Entries on locating named things
..............................

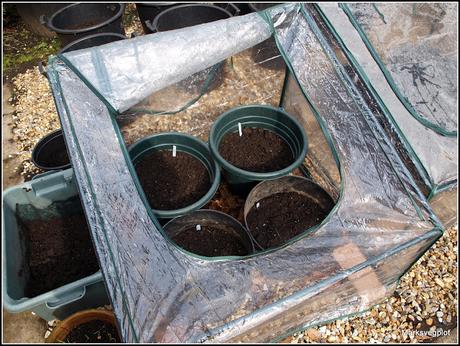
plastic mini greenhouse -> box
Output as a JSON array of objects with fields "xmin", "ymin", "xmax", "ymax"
[{"xmin": 40, "ymin": 4, "xmax": 456, "ymax": 342}]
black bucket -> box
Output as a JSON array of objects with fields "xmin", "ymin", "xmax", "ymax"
[
  {"xmin": 145, "ymin": 4, "xmax": 232, "ymax": 93},
  {"xmin": 41, "ymin": 3, "xmax": 126, "ymax": 45},
  {"xmin": 248, "ymin": 2, "xmax": 286, "ymax": 70},
  {"xmin": 136, "ymin": 2, "xmax": 177, "ymax": 34},
  {"xmin": 59, "ymin": 32, "xmax": 126, "ymax": 54},
  {"xmin": 32, "ymin": 129, "xmax": 70, "ymax": 171}
]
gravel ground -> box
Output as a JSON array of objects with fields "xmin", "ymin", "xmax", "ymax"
[{"xmin": 4, "ymin": 3, "xmax": 458, "ymax": 343}]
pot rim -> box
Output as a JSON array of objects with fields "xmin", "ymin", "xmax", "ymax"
[
  {"xmin": 146, "ymin": 4, "xmax": 233, "ymax": 32},
  {"xmin": 209, "ymin": 105, "xmax": 308, "ymax": 181},
  {"xmin": 163, "ymin": 209, "xmax": 256, "ymax": 254},
  {"xmin": 47, "ymin": 3, "xmax": 126, "ymax": 34},
  {"xmin": 30, "ymin": 129, "xmax": 72, "ymax": 171},
  {"xmin": 128, "ymin": 132, "xmax": 221, "ymax": 219},
  {"xmin": 243, "ymin": 175, "xmax": 337, "ymax": 251},
  {"xmin": 45, "ymin": 309, "xmax": 121, "ymax": 343}
]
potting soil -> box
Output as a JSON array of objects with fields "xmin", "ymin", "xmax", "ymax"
[
  {"xmin": 19, "ymin": 205, "xmax": 99, "ymax": 297},
  {"xmin": 66, "ymin": 20, "xmax": 102, "ymax": 30},
  {"xmin": 135, "ymin": 150, "xmax": 211, "ymax": 210},
  {"xmin": 62, "ymin": 320, "xmax": 121, "ymax": 343},
  {"xmin": 219, "ymin": 127, "xmax": 294, "ymax": 172},
  {"xmin": 172, "ymin": 225, "xmax": 250, "ymax": 257},
  {"xmin": 246, "ymin": 192, "xmax": 334, "ymax": 249}
]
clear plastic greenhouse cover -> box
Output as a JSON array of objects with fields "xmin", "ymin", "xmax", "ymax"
[
  {"xmin": 320, "ymin": 3, "xmax": 458, "ymax": 195},
  {"xmin": 48, "ymin": 4, "xmax": 442, "ymax": 342}
]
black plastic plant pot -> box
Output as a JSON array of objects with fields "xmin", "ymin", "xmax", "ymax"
[
  {"xmin": 128, "ymin": 132, "xmax": 220, "ymax": 221},
  {"xmin": 32, "ymin": 129, "xmax": 70, "ymax": 171},
  {"xmin": 247, "ymin": 2, "xmax": 286, "ymax": 70},
  {"xmin": 248, "ymin": 2, "xmax": 286, "ymax": 70},
  {"xmin": 244, "ymin": 175, "xmax": 334, "ymax": 250},
  {"xmin": 136, "ymin": 2, "xmax": 177, "ymax": 34},
  {"xmin": 209, "ymin": 105, "xmax": 308, "ymax": 194},
  {"xmin": 59, "ymin": 32, "xmax": 126, "ymax": 54},
  {"xmin": 145, "ymin": 4, "xmax": 232, "ymax": 93},
  {"xmin": 41, "ymin": 3, "xmax": 126, "ymax": 45},
  {"xmin": 164, "ymin": 209, "xmax": 254, "ymax": 257}
]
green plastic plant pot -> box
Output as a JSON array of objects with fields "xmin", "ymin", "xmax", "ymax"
[
  {"xmin": 209, "ymin": 105, "xmax": 308, "ymax": 191},
  {"xmin": 164, "ymin": 209, "xmax": 255, "ymax": 257},
  {"xmin": 128, "ymin": 132, "xmax": 220, "ymax": 219}
]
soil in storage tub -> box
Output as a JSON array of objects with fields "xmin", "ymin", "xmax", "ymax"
[
  {"xmin": 172, "ymin": 225, "xmax": 250, "ymax": 257},
  {"xmin": 219, "ymin": 127, "xmax": 294, "ymax": 173},
  {"xmin": 246, "ymin": 192, "xmax": 334, "ymax": 249},
  {"xmin": 20, "ymin": 211, "xmax": 99, "ymax": 297},
  {"xmin": 135, "ymin": 150, "xmax": 211, "ymax": 210},
  {"xmin": 63, "ymin": 320, "xmax": 121, "ymax": 343},
  {"xmin": 39, "ymin": 140, "xmax": 70, "ymax": 167}
]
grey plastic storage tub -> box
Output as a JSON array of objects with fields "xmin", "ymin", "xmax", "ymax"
[{"xmin": 2, "ymin": 168, "xmax": 110, "ymax": 321}]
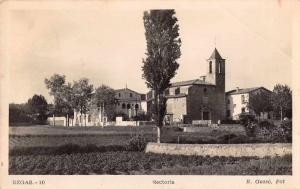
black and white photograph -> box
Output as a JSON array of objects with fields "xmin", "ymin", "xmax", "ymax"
[{"xmin": 0, "ymin": 0, "xmax": 300, "ymax": 188}]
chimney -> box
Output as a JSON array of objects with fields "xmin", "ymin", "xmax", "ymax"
[{"xmin": 200, "ymin": 76, "xmax": 206, "ymax": 81}]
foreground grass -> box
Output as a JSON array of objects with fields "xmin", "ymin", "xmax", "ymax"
[{"xmin": 9, "ymin": 151, "xmax": 292, "ymax": 175}]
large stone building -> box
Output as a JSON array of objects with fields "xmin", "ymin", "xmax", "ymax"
[
  {"xmin": 147, "ymin": 49, "xmax": 225, "ymax": 123},
  {"xmin": 115, "ymin": 87, "xmax": 147, "ymax": 118},
  {"xmin": 226, "ymin": 87, "xmax": 272, "ymax": 120},
  {"xmin": 74, "ymin": 87, "xmax": 147, "ymax": 126}
]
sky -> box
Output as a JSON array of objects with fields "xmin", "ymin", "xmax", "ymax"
[{"xmin": 5, "ymin": 1, "xmax": 292, "ymax": 103}]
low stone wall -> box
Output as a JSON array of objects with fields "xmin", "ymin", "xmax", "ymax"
[{"xmin": 146, "ymin": 143, "xmax": 292, "ymax": 157}]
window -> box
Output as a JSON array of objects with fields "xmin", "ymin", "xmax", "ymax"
[
  {"xmin": 203, "ymin": 88, "xmax": 207, "ymax": 96},
  {"xmin": 202, "ymin": 111, "xmax": 209, "ymax": 120},
  {"xmin": 241, "ymin": 108, "xmax": 245, "ymax": 113},
  {"xmin": 226, "ymin": 110, "xmax": 231, "ymax": 117},
  {"xmin": 241, "ymin": 95, "xmax": 246, "ymax": 104},
  {"xmin": 165, "ymin": 89, "xmax": 170, "ymax": 95},
  {"xmin": 134, "ymin": 104, "xmax": 139, "ymax": 110}
]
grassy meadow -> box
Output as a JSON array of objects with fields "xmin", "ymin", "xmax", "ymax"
[{"xmin": 9, "ymin": 125, "xmax": 292, "ymax": 175}]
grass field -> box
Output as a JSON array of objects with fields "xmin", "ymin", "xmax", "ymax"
[
  {"xmin": 9, "ymin": 125, "xmax": 292, "ymax": 175},
  {"xmin": 9, "ymin": 151, "xmax": 292, "ymax": 175}
]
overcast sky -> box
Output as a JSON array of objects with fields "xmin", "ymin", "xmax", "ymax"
[{"xmin": 6, "ymin": 1, "xmax": 292, "ymax": 103}]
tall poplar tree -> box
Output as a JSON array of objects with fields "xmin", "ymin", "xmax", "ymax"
[{"xmin": 142, "ymin": 9, "xmax": 181, "ymax": 143}]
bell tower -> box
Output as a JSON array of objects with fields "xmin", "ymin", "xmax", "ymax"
[{"xmin": 206, "ymin": 48, "xmax": 225, "ymax": 92}]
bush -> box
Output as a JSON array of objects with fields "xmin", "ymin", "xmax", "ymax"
[
  {"xmin": 127, "ymin": 134, "xmax": 147, "ymax": 151},
  {"xmin": 221, "ymin": 119, "xmax": 240, "ymax": 124},
  {"xmin": 280, "ymin": 120, "xmax": 293, "ymax": 142},
  {"xmin": 239, "ymin": 114, "xmax": 257, "ymax": 126}
]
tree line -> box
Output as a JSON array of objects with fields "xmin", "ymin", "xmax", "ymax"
[
  {"xmin": 9, "ymin": 74, "xmax": 120, "ymax": 126},
  {"xmin": 248, "ymin": 84, "xmax": 293, "ymax": 120},
  {"xmin": 45, "ymin": 74, "xmax": 116, "ymax": 126}
]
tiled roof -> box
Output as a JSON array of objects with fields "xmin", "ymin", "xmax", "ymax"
[
  {"xmin": 209, "ymin": 48, "xmax": 223, "ymax": 59},
  {"xmin": 226, "ymin": 87, "xmax": 271, "ymax": 95},
  {"xmin": 115, "ymin": 88, "xmax": 141, "ymax": 94},
  {"xmin": 166, "ymin": 93, "xmax": 187, "ymax": 98},
  {"xmin": 170, "ymin": 79, "xmax": 213, "ymax": 87}
]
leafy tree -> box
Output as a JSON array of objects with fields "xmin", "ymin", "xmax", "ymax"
[
  {"xmin": 9, "ymin": 103, "xmax": 32, "ymax": 126},
  {"xmin": 271, "ymin": 84, "xmax": 292, "ymax": 120},
  {"xmin": 72, "ymin": 78, "xmax": 93, "ymax": 126},
  {"xmin": 27, "ymin": 94, "xmax": 48, "ymax": 124},
  {"xmin": 142, "ymin": 9, "xmax": 181, "ymax": 143},
  {"xmin": 248, "ymin": 90, "xmax": 272, "ymax": 119},
  {"xmin": 92, "ymin": 85, "xmax": 116, "ymax": 120},
  {"xmin": 45, "ymin": 74, "xmax": 73, "ymax": 126}
]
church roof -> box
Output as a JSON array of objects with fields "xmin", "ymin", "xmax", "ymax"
[
  {"xmin": 170, "ymin": 79, "xmax": 212, "ymax": 87},
  {"xmin": 115, "ymin": 88, "xmax": 141, "ymax": 94},
  {"xmin": 226, "ymin": 87, "xmax": 271, "ymax": 95},
  {"xmin": 209, "ymin": 48, "xmax": 223, "ymax": 59}
]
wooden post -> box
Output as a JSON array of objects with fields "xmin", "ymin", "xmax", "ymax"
[
  {"xmin": 53, "ymin": 114, "xmax": 55, "ymax": 126},
  {"xmin": 66, "ymin": 114, "xmax": 69, "ymax": 127}
]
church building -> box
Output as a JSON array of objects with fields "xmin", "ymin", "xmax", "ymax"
[{"xmin": 147, "ymin": 48, "xmax": 226, "ymax": 124}]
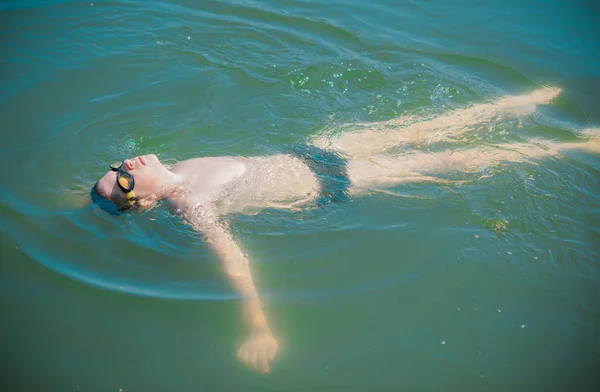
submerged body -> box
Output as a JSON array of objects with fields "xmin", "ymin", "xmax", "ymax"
[{"xmin": 95, "ymin": 89, "xmax": 600, "ymax": 372}]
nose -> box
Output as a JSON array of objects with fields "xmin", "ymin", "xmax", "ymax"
[{"xmin": 123, "ymin": 159, "xmax": 134, "ymax": 170}]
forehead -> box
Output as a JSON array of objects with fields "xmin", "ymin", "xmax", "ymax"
[{"xmin": 96, "ymin": 171, "xmax": 125, "ymax": 201}]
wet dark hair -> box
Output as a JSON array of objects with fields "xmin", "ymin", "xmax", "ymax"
[{"xmin": 90, "ymin": 183, "xmax": 133, "ymax": 215}]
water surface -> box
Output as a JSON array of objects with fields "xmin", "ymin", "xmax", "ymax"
[{"xmin": 0, "ymin": 0, "xmax": 600, "ymax": 391}]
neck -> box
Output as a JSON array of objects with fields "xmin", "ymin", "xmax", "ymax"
[{"xmin": 155, "ymin": 169, "xmax": 184, "ymax": 199}]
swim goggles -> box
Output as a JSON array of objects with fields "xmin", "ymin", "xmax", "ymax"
[{"xmin": 110, "ymin": 161, "xmax": 136, "ymax": 206}]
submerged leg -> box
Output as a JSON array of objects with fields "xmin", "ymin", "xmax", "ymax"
[
  {"xmin": 348, "ymin": 139, "xmax": 600, "ymax": 188},
  {"xmin": 312, "ymin": 88, "xmax": 561, "ymax": 158}
]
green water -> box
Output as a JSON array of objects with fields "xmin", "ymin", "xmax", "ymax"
[{"xmin": 0, "ymin": 0, "xmax": 600, "ymax": 391}]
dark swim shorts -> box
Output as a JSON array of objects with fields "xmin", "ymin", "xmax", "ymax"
[{"xmin": 290, "ymin": 144, "xmax": 351, "ymax": 207}]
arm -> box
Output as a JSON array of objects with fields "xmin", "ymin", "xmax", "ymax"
[{"xmin": 192, "ymin": 211, "xmax": 278, "ymax": 372}]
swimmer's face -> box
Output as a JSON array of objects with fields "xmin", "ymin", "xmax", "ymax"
[{"xmin": 95, "ymin": 154, "xmax": 163, "ymax": 210}]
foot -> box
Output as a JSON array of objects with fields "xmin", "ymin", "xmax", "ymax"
[{"xmin": 238, "ymin": 331, "xmax": 278, "ymax": 373}]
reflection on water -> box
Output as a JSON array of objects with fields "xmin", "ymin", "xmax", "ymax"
[{"xmin": 0, "ymin": 1, "xmax": 600, "ymax": 391}]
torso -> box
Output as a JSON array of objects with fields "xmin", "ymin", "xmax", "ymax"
[{"xmin": 169, "ymin": 155, "xmax": 319, "ymax": 215}]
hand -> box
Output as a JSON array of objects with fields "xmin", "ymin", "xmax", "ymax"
[{"xmin": 238, "ymin": 331, "xmax": 278, "ymax": 373}]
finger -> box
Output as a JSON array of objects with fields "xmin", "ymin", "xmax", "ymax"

..............................

▶ Exercise brief: Write out again everything from the line containing "foot -> box" down to the end of the lines. Keep every line in that span, but shift each coordinate in the answers by adding 11.

▶ Written solution:
foot -> box
Output as a JSON array of objects with fields "xmin", "ymin", "xmax", "ymax"
[{"xmin": 249, "ymin": 342, "xmax": 289, "ymax": 384}]
reflection on water -> box
Output as a JSON array of objects with fields "xmin", "ymin", "xmax", "ymax"
[{"xmin": 11, "ymin": 12, "xmax": 611, "ymax": 402}]
torso -> box
Output as a JSON array of objects with fields "xmin", "ymin", "xmax", "ymax"
[{"xmin": 180, "ymin": 166, "xmax": 330, "ymax": 226}]
hand -> box
Output as a JSON array of objects with fields "xmin", "ymin", "xmax", "ymax"
[{"xmin": 249, "ymin": 342, "xmax": 289, "ymax": 384}]
finger -> box
Output as a JSON array of objects with fields "xmin", "ymin", "xmax", "ymax"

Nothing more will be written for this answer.